Sunday, November 28, 2010

My Math Alphabet: E is for Eigenvectors and Eigenvalues

E is for Eigenvectors and Eigenvalues


This post is about fear.


Part 1. Fear.
Those words, 'eigenvector' and 'eigenvalue', sounded scary to me for years. I expected the concepts they reference to be hard. And so they were hard. These words / concepts come up in a course called linear algebra. The rest of the course was easy for me, but I struggled with these 'eigen' ideas. So when I was preparing to teach linear algebra for the first time, I got nervous again. It took a while to embrace the idea. Now that stuff doesn't seem so hard. But I remember that the word threw me off, and I know to take it easy when I teach it.

Square roots throw off my algebra students, partly because there's a weird new symbol involved. And partly because the concept that goes with it doesn't mean much to them. (I should have started more slowly than I did this semester, with finding sides of squares that have various areas. I'm kind of zipping through roots and rational expressions, because I wanted to focus more on our last book chapter, using the quadratic formula and graphing parabolas.) They know the √81 is 9, but if they're trying to simplify √162, they'll correctly write √81*2, and then proceed to change that √81 into √9, and then into a 3. It's all just moves in a game that they don't quite understand. And the game is scary.

I remember being very uncomfortable with Greek letters in my first calculus course. There were way too many of them. How was I supposed to memorize twenty-something new symbols?! So I'd read things by saying squiggle every time I saw a Greek letter. That doesn't work if there's more than one of them in the statement you're trying to read. I still slow way down when I try to read things with unfamiliar Greek letters. (Alpha, beta, gamma, delta, and theta are fine. Phi and mu are ok. I'm too lazy to go find the command to write them properly.)


If we always start with interesting problems, instead of with definitions and notations, will we intrigue people enough that fear will never come up? Or is grading going to always introduce the fear factor? What's a good problem for getting students thinking about square roots? Has fear ever come between you and your interest in math?

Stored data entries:
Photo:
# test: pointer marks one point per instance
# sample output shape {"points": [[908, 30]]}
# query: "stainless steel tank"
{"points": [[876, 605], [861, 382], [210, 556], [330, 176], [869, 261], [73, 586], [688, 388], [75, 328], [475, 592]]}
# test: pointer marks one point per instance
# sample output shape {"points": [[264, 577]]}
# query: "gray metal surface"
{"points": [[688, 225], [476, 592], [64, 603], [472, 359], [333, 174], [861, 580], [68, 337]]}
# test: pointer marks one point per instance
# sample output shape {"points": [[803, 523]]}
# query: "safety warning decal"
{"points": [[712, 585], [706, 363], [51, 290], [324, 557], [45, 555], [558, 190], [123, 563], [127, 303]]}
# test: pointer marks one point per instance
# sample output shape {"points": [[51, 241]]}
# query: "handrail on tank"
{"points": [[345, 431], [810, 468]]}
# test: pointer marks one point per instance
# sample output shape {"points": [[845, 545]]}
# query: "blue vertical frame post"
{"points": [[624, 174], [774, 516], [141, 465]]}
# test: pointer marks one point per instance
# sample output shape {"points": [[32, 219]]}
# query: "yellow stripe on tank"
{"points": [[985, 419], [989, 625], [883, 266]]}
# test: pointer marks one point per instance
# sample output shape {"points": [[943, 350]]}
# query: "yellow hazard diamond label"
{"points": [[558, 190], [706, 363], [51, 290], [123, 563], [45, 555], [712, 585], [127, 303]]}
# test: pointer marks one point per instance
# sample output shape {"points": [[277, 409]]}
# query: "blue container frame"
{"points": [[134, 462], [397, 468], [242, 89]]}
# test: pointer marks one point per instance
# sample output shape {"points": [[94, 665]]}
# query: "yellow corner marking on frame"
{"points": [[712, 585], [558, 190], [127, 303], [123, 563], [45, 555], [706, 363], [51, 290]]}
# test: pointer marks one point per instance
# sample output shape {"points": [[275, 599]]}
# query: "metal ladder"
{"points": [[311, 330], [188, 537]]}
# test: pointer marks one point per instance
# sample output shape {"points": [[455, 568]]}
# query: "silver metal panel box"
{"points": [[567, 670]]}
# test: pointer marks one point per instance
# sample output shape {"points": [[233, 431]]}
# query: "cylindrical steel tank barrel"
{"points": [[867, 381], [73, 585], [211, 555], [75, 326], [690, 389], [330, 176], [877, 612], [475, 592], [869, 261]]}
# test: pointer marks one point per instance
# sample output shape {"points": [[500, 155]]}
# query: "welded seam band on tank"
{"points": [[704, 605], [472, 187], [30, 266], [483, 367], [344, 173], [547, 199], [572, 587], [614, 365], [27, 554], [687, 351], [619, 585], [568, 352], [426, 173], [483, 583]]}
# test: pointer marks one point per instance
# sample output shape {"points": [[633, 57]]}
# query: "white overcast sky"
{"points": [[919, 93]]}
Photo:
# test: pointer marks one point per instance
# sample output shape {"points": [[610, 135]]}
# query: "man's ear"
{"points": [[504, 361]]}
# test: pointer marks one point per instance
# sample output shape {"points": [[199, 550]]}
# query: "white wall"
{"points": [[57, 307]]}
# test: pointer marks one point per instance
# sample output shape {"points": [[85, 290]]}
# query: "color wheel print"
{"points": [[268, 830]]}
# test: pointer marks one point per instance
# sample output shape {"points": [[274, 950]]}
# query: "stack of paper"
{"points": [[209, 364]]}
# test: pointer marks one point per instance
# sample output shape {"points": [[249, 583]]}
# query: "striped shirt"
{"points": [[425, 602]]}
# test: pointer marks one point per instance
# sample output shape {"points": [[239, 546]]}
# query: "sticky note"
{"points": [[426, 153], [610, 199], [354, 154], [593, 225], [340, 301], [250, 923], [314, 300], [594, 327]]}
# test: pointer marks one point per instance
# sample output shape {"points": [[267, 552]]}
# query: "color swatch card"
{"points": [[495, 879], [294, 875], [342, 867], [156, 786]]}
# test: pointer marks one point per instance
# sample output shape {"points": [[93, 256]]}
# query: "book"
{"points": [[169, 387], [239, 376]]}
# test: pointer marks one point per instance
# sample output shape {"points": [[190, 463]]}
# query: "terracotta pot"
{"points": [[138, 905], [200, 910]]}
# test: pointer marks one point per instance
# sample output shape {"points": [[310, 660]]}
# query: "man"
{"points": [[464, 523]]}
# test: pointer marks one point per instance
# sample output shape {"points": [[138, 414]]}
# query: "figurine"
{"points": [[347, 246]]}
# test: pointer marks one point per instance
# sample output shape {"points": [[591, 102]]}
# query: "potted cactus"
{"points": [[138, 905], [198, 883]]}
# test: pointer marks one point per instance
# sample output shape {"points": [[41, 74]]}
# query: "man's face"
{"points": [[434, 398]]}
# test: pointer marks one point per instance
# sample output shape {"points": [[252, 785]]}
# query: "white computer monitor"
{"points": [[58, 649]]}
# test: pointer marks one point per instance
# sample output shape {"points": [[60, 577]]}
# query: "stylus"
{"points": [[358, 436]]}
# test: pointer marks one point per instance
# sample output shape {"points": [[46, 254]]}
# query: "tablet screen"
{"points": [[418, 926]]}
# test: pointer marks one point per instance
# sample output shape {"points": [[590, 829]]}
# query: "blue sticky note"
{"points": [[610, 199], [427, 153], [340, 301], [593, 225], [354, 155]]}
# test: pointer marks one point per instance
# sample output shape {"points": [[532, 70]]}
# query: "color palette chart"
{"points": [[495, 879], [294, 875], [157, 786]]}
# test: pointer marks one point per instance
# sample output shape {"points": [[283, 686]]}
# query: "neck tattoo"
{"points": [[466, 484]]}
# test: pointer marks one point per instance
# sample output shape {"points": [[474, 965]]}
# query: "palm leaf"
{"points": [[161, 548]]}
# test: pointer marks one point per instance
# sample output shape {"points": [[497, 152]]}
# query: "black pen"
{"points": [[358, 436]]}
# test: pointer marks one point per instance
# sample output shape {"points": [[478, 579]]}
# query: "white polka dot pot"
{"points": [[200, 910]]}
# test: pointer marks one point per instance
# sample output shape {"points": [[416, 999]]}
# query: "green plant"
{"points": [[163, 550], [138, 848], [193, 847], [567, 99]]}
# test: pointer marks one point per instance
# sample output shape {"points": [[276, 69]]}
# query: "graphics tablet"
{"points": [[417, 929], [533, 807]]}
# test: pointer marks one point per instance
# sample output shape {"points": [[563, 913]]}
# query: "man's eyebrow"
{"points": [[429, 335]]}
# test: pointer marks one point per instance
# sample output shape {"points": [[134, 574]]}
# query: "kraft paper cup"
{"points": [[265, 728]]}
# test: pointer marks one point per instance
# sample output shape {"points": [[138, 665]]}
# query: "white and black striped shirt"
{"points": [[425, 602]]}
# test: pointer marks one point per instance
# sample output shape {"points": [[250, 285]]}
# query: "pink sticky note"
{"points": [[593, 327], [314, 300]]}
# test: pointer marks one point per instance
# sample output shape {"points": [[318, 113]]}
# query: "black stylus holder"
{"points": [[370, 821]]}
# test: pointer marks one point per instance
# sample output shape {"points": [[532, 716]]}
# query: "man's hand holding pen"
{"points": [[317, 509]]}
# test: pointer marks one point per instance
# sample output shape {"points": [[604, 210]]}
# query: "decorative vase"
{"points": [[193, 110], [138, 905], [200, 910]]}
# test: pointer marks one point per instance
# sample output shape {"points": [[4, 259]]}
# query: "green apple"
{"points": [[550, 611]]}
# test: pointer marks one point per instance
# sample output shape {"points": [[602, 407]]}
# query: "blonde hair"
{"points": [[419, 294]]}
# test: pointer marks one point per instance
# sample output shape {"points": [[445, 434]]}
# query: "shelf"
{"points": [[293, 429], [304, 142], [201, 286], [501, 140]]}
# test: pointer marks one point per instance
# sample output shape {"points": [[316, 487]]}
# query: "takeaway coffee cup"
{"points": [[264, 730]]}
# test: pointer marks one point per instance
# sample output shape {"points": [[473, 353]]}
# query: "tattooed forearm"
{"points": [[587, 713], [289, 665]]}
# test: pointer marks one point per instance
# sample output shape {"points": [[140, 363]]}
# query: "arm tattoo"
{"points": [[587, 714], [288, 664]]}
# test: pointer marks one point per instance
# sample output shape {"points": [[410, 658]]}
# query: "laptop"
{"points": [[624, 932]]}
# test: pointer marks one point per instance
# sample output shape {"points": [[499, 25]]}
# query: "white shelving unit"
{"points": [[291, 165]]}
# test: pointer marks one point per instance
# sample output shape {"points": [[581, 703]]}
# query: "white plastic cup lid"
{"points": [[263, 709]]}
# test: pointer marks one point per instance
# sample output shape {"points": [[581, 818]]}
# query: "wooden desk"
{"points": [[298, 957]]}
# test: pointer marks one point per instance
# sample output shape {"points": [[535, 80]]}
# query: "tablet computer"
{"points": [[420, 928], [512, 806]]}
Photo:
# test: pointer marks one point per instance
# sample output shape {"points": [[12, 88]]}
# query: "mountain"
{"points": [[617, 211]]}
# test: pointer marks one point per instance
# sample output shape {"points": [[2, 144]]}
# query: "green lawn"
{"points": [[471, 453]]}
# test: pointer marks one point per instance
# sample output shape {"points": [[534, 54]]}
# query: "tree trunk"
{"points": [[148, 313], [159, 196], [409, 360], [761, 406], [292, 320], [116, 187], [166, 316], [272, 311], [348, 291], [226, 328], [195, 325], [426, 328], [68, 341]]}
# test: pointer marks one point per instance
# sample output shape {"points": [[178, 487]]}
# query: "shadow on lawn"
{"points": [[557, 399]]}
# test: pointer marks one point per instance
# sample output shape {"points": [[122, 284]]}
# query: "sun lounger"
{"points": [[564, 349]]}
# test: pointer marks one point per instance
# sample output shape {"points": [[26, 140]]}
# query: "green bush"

## WHAT YOU HAVE TO DO
Can you quote the eigenvectors and eigenvalues post in full, word for word?

## SOLUTION
Sunday, November 28, 2010

My Math Alphabet: E is for Eigenvectors and Eigenvalues

E is for Eigenvectors and Eigenvalues


This post is about fear.


Part 1. Fear.
Those words, 'eigenvector' and 'eigenvalue', sounded scary to me for years. I expected the concepts they reference to be hard. And so they were hard. These words / concepts come up in a course called linear algebra. The rest of the course was easy for me, but I struggled with these 'eigen' ideas. So when I was preparing to teach linear algebra for the first time, I got nervous again. It took a while to embrace the idea. Now that stuff doesn't seem so hard. But I remember that the word threw me off, and I know to take it easy when I teach it.

Square roots throw off my algebra students, partly because there's a weird new symbol involved. And partly because the concept that goes with it doesn't mean much to them. (I should have started more slowly than I did this semester, with finding sides of squares that have various areas. I'm kind of zipping through roots and rational expressions, because I wanted to focus more on our last book chapter, using the quadratic formula and graphing parabolas.) They know the √81 is 9, but if they're trying to simplify √162, they'll correctly write √81*2, and then proceed to change that √81 into √9, and then into a 3. It's all just moves in a game that they don't quite understand. And the game is scary.

I remember being very uncomfortable with Greek letters in my first calculus course. There were way too many of them. How was I supposed to memorize twenty-something new symbols?! So I'd read things by saying squiggle every time I saw a Greek letter. That doesn't work if there's more than one of them in the statement you're trying to read. I still slow way down when I try to read things with unfamiliar Greek letters. (Alpha, beta, gamma, delta, and theta are fine. Phi and mu are ok. I'm too lazy to go find the command to write them properly.)


If we always start with interesting problems, instead of with definitions and notations, will we intrigue people enough that fear will never come up? Or is grading going to always introduce the fear factor? What's a good problem for getting students thinking about square roots? Has fear ever come between you and your interest in math?